■ **MATERIAL SHOWN**
* * *

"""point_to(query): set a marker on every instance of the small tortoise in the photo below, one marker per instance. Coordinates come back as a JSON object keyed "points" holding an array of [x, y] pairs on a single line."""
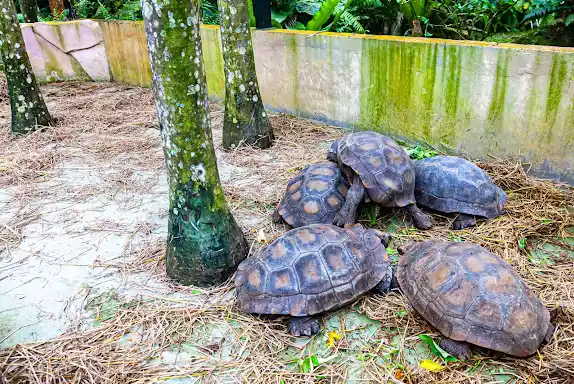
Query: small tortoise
{"points": [[454, 185], [313, 269], [376, 163], [313, 196], [472, 296]]}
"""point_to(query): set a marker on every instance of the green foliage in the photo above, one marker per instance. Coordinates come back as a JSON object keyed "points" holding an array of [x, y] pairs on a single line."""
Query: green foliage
{"points": [[438, 351]]}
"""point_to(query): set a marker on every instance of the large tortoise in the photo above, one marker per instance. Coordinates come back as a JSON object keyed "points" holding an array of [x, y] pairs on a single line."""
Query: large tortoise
{"points": [[472, 296], [313, 196], [454, 185], [376, 164], [313, 269]]}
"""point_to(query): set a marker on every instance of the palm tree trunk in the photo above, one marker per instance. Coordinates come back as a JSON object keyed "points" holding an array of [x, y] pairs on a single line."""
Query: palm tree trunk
{"points": [[245, 120], [205, 244], [28, 108]]}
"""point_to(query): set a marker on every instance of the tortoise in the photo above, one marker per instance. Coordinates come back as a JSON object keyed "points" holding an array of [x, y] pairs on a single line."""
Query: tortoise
{"points": [[451, 184], [378, 165], [313, 269], [313, 196], [472, 296]]}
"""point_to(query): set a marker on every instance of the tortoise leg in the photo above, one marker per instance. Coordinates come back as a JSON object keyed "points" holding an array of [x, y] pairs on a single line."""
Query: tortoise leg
{"points": [[304, 326], [276, 217], [348, 213], [463, 221], [460, 349], [421, 220]]}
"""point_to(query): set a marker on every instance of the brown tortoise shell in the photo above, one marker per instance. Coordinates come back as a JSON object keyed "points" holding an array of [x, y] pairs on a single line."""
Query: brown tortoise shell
{"points": [[470, 294], [311, 269], [385, 168], [314, 195]]}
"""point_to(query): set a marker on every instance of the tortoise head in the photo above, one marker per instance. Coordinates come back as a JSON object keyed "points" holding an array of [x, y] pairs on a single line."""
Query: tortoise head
{"points": [[372, 237], [332, 152]]}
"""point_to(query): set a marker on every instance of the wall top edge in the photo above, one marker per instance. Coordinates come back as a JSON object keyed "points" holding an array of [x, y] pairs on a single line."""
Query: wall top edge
{"points": [[401, 39]]}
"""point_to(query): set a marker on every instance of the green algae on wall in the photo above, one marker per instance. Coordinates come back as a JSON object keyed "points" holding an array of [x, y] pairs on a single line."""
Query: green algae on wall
{"points": [[213, 58], [127, 52]]}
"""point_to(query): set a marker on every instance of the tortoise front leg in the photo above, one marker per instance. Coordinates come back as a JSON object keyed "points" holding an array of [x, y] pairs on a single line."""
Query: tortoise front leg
{"points": [[304, 326], [459, 349], [348, 213], [276, 217], [463, 221]]}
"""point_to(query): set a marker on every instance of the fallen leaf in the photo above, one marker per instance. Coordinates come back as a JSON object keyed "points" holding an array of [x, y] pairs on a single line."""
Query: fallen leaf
{"points": [[431, 366]]}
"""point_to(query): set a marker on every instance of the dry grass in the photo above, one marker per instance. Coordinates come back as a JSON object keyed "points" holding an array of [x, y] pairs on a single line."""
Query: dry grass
{"points": [[97, 123]]}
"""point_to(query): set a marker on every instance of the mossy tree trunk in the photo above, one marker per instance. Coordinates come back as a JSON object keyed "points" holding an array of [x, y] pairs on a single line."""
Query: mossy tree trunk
{"points": [[29, 10], [245, 120], [205, 244], [28, 108], [57, 7]]}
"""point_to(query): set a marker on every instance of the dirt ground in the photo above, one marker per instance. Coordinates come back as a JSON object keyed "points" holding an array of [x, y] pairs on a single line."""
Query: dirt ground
{"points": [[85, 298]]}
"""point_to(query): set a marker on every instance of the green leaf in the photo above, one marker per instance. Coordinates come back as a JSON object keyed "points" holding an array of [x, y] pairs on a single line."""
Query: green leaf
{"points": [[438, 351], [279, 16], [322, 15]]}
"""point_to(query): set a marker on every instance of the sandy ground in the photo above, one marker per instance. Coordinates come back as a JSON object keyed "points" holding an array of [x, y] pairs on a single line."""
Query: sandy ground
{"points": [[85, 215]]}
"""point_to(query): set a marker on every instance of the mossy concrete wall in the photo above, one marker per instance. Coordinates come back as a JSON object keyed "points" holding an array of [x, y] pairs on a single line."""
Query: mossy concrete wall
{"points": [[474, 98]]}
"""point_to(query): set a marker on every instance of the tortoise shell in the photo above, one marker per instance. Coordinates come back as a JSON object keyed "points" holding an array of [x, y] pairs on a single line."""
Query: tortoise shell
{"points": [[451, 184], [312, 269], [470, 294], [384, 167], [314, 195]]}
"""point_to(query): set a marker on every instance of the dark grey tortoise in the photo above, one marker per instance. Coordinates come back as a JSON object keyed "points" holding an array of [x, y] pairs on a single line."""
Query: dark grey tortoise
{"points": [[313, 196], [472, 296], [378, 165], [313, 269], [454, 185]]}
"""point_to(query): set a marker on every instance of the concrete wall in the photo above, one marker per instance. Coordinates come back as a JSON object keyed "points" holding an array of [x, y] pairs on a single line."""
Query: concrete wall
{"points": [[475, 98]]}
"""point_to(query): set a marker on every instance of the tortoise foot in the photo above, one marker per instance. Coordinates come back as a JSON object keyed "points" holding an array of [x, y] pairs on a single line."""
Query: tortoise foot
{"points": [[459, 349], [304, 326], [464, 221], [276, 216], [385, 284]]}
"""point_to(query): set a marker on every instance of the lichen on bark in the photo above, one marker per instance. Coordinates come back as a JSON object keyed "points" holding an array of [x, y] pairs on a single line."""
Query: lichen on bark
{"points": [[205, 244], [245, 120], [28, 107]]}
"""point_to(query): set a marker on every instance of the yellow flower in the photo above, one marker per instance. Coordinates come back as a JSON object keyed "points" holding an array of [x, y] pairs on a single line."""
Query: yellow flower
{"points": [[332, 337]]}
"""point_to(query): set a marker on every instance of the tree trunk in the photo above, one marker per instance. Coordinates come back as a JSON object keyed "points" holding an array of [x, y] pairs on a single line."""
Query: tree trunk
{"points": [[28, 108], [245, 120], [29, 10], [205, 244], [57, 7]]}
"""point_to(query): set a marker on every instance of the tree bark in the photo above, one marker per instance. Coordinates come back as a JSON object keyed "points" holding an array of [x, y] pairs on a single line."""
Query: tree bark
{"points": [[205, 244], [28, 108], [29, 10], [245, 120]]}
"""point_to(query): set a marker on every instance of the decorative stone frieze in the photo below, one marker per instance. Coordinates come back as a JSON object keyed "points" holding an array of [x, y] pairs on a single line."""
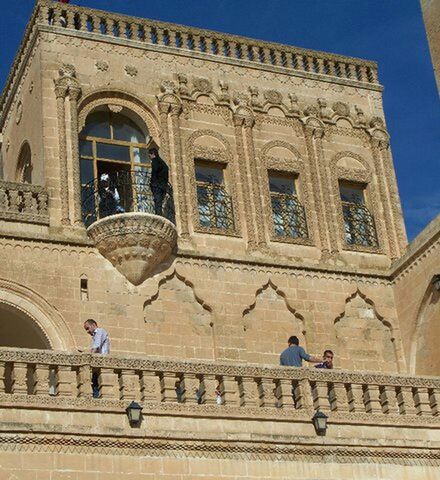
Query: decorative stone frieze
{"points": [[135, 243]]}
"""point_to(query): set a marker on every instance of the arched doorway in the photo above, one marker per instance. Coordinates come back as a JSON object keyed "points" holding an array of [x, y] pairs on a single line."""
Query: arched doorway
{"points": [[19, 330]]}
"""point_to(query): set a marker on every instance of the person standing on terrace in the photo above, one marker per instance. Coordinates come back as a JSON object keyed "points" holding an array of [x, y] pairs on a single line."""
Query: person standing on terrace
{"points": [[294, 355]]}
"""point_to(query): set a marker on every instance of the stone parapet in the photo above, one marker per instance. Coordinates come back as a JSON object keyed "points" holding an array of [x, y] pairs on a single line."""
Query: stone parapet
{"points": [[23, 203], [62, 381]]}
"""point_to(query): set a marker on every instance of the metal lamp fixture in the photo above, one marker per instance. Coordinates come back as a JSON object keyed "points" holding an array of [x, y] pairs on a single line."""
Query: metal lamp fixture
{"points": [[134, 413], [436, 282], [320, 423]]}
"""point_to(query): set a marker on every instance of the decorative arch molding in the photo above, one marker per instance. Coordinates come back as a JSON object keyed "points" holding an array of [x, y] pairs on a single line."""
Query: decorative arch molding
{"points": [[50, 321], [429, 291], [123, 98], [280, 143], [215, 153], [361, 176], [24, 161], [379, 350], [296, 166], [268, 322], [185, 281]]}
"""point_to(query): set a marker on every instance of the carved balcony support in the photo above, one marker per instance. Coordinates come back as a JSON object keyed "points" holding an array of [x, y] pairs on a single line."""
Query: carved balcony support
{"points": [[19, 378], [40, 379], [150, 387], [129, 385], [372, 399]]}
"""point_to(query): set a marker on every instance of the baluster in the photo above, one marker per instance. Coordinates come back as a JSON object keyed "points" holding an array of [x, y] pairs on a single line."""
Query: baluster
{"points": [[355, 397], [303, 394], [230, 391], [352, 70], [4, 200], [83, 380], [129, 388], [266, 392], [209, 386], [363, 72], [150, 387], [284, 393], [248, 392], [421, 401], [108, 384], [27, 202], [434, 400], [372, 399], [14, 200], [19, 378], [2, 377], [191, 386], [168, 387], [388, 399], [338, 398], [43, 204], [66, 381], [321, 396], [40, 384], [405, 400]]}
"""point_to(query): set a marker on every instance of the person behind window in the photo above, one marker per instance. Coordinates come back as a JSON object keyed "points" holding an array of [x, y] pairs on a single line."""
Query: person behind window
{"points": [[159, 179], [109, 199]]}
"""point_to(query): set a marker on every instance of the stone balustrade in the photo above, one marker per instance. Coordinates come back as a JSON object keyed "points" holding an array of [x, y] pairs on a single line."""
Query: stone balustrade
{"points": [[37, 375], [211, 44], [23, 202]]}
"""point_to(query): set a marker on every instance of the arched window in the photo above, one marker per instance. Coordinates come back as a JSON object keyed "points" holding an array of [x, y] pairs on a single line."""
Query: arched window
{"points": [[113, 151], [24, 165]]}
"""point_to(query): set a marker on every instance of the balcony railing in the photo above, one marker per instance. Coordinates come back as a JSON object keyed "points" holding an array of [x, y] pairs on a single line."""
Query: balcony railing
{"points": [[205, 42], [288, 216], [359, 225], [238, 389], [23, 202], [126, 191]]}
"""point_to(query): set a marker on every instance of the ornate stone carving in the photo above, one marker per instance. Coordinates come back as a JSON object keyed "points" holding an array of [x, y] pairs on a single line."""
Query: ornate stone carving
{"points": [[341, 109], [202, 85], [131, 71], [273, 96], [101, 65], [135, 243]]}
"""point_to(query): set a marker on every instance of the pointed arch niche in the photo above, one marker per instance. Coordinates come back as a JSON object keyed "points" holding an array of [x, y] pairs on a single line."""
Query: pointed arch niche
{"points": [[267, 323], [364, 340], [178, 324]]}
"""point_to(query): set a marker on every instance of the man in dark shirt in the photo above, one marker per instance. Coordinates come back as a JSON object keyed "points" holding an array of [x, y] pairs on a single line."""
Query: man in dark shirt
{"points": [[159, 179], [294, 354], [327, 360]]}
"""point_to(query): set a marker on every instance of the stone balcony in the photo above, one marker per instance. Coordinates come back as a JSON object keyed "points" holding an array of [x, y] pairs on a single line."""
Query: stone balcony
{"points": [[264, 412], [23, 202]]}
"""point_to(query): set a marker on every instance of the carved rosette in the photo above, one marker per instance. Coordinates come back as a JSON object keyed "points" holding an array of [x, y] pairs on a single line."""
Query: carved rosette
{"points": [[135, 243]]}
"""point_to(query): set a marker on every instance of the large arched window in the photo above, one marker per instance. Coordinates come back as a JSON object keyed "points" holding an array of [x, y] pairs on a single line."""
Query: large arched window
{"points": [[113, 149], [24, 165]]}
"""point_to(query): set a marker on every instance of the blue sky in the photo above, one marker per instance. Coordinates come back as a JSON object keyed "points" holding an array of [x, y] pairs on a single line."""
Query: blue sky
{"points": [[388, 31]]}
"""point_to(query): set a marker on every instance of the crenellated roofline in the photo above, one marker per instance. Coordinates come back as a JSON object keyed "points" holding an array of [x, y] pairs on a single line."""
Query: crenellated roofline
{"points": [[183, 40]]}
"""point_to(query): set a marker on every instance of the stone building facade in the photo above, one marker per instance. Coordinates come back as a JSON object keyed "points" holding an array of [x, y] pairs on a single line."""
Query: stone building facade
{"points": [[286, 219]]}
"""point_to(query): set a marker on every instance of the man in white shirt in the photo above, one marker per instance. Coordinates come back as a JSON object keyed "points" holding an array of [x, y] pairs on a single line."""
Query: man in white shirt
{"points": [[100, 344]]}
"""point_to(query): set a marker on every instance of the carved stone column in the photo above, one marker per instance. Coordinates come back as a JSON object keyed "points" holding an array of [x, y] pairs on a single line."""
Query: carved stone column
{"points": [[255, 183], [313, 135], [175, 110], [74, 94], [250, 227], [378, 146], [60, 93]]}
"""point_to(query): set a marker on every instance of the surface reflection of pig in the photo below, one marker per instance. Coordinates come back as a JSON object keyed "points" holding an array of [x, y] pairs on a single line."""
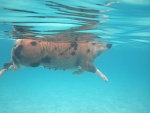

* * *

■ **ASSIGNED TASK**
Only the lines from the line with "Query: stone building facade" through the end of the entries above, copied exactly and with both ends included, belong in the response; the pictures do not.

■ **THE COMPLETED TASK**
Query: stone building facade
{"points": [[286, 219]]}
"""point_to(query): set a marker on every instance of the man in white shirt in the photo above, one marker per instance. Coordinates come back as a JSON object keyed "points" holding an array of [x, y] pairs on a single line."""
Query: man in white shirt
{"points": [[100, 344]]}
"""point_to(query): set a marker on every instance of the carved stone column in the photo above, one marker per instance. Coordinates come back as a JSON object keyed "points" holding an array of [x, y] pairs on a single line."""
Query: carved stone column
{"points": [[255, 183], [313, 135], [175, 110], [74, 94], [250, 227], [378, 146], [60, 93]]}
"""point_to(query): set a marker on every instance of the surface reflection of pig in the photo below, one marker per instance. Coordinates come back as a JSON object keyed "points" holding an array of [x, y] pairs on a single line."""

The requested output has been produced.